>>>

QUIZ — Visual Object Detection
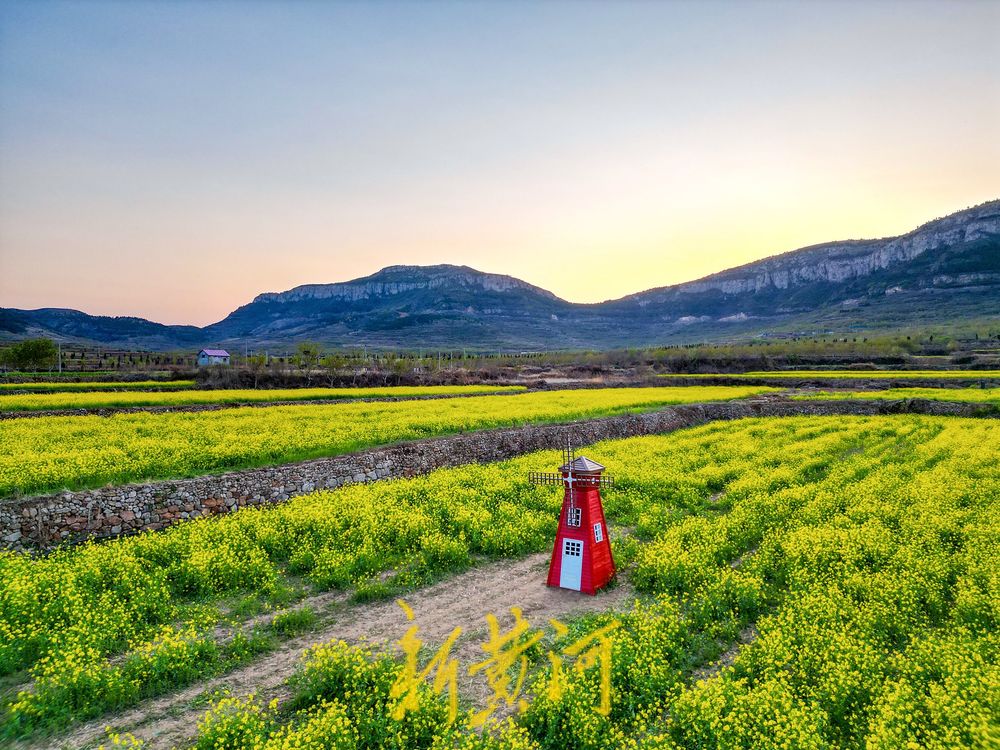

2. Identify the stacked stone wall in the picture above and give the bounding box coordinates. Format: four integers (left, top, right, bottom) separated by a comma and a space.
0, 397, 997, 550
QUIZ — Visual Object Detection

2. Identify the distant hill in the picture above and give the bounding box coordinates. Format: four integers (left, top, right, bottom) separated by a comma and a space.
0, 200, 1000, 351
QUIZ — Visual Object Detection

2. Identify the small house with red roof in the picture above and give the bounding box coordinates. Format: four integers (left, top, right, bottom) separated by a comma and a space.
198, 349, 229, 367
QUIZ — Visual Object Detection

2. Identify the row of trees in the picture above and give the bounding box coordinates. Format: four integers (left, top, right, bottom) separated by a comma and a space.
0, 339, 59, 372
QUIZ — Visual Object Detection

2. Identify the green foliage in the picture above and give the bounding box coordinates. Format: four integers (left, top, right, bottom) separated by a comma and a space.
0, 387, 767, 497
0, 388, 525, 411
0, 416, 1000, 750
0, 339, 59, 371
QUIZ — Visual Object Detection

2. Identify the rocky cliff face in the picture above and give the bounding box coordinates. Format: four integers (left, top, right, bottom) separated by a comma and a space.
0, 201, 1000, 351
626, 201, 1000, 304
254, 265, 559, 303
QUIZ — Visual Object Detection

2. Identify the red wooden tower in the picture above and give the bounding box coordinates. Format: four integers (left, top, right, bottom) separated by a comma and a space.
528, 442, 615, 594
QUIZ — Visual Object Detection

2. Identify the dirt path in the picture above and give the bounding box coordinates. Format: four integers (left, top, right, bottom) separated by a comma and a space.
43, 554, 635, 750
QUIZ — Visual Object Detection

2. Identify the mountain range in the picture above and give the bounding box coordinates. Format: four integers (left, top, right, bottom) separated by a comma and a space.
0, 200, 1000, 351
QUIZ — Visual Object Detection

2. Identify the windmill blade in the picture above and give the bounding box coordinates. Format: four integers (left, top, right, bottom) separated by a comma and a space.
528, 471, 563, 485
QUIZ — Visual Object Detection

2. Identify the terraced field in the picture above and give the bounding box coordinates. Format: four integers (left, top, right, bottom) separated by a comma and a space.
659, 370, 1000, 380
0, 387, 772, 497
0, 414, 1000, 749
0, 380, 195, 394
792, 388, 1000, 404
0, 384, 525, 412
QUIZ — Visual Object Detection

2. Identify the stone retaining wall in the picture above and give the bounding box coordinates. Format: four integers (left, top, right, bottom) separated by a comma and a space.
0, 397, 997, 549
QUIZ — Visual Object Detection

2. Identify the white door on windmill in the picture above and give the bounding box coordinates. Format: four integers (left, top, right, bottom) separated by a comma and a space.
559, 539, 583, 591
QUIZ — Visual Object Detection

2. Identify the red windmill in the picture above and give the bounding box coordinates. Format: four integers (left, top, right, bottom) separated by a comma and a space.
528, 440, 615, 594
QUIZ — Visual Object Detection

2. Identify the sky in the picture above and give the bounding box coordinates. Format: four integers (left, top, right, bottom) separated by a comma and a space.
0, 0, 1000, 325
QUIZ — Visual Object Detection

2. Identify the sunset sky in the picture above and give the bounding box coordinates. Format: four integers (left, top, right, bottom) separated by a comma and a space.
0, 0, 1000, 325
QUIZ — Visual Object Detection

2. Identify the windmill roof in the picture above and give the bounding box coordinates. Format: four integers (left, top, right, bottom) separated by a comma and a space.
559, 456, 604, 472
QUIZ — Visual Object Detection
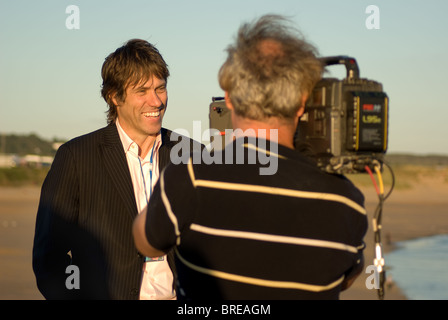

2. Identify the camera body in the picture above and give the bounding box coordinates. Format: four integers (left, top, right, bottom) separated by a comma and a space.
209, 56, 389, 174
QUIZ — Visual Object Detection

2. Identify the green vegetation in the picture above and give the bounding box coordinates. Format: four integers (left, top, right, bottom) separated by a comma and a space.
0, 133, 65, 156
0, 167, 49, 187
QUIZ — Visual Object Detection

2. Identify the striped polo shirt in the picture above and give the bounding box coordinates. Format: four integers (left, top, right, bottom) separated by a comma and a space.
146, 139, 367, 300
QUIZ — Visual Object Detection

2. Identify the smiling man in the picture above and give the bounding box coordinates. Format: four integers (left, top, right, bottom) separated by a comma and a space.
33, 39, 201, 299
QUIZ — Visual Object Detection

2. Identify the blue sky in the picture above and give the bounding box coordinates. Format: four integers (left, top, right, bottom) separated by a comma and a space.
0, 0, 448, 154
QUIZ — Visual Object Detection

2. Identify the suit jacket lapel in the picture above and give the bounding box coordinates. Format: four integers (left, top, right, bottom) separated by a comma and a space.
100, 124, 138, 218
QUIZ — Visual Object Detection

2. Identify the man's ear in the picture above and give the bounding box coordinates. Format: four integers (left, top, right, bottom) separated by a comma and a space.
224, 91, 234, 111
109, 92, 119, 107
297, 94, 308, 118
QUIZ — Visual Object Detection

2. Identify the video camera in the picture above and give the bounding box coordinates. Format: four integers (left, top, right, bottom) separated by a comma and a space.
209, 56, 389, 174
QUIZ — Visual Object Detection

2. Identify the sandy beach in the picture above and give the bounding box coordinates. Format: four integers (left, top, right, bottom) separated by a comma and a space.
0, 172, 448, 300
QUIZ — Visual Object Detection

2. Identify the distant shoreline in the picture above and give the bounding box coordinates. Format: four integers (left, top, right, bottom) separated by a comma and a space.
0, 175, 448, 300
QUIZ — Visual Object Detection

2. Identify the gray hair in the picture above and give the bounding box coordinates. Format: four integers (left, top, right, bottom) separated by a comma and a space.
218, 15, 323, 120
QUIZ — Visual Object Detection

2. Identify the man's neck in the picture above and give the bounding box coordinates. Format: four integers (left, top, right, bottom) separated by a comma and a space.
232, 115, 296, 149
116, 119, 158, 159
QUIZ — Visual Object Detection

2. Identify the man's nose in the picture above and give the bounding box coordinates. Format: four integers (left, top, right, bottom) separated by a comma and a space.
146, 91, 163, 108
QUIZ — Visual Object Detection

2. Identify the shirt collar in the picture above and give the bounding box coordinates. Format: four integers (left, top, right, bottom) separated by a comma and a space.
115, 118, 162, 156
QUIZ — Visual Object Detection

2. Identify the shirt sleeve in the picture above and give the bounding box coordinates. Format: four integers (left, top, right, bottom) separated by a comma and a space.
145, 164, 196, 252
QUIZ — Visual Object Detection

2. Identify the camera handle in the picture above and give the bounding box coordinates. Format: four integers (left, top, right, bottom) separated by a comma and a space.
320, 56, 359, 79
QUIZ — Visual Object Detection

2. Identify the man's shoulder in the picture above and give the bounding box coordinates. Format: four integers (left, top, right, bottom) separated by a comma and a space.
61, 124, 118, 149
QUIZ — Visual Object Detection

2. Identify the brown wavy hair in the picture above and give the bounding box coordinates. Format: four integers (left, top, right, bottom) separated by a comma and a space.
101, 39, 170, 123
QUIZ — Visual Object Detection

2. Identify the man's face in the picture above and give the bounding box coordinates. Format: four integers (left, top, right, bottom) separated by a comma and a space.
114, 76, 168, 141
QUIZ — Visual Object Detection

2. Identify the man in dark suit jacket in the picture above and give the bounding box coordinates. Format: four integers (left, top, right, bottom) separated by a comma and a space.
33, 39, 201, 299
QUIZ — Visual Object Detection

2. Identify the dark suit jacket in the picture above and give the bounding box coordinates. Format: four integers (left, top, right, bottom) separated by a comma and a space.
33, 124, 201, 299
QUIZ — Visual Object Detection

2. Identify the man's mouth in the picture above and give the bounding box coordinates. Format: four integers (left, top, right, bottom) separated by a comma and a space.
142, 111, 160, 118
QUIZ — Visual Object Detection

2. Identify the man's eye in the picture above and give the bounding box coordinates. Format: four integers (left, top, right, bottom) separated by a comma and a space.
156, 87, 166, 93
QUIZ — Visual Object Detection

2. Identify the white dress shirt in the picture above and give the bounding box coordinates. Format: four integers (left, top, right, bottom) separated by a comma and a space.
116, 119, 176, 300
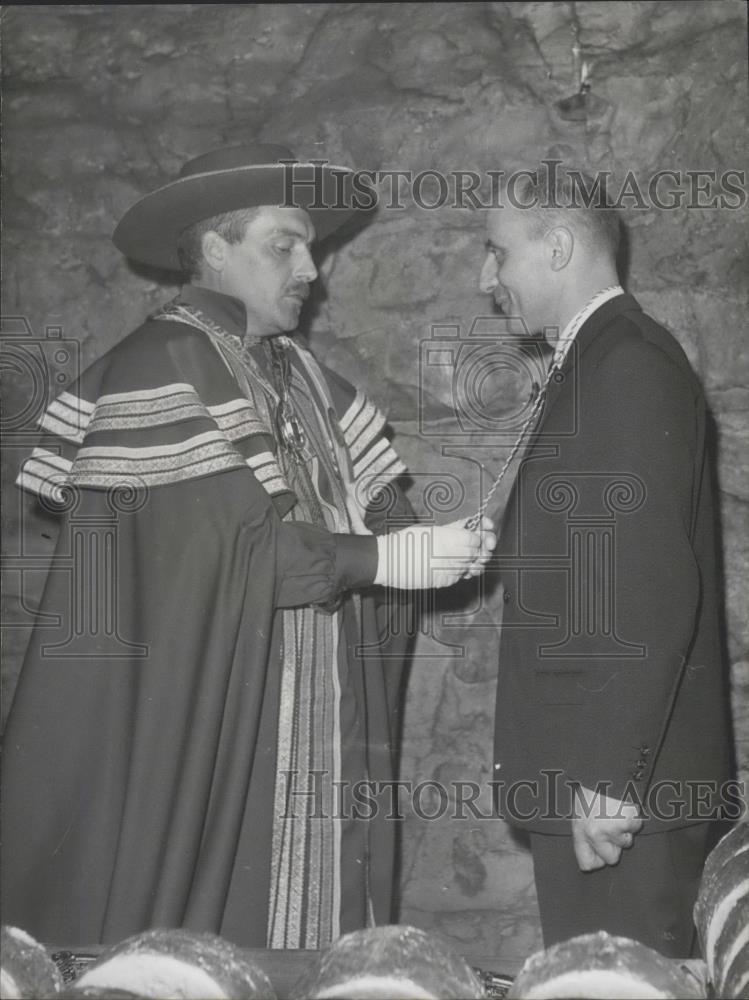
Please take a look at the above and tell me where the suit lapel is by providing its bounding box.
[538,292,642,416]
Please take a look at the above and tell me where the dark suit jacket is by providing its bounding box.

<<<

WHAT THE TASK REQUIRES: How many lines in the records contain the string "white"? Reply with the number alone.

WRITTEN SOLUTION: 2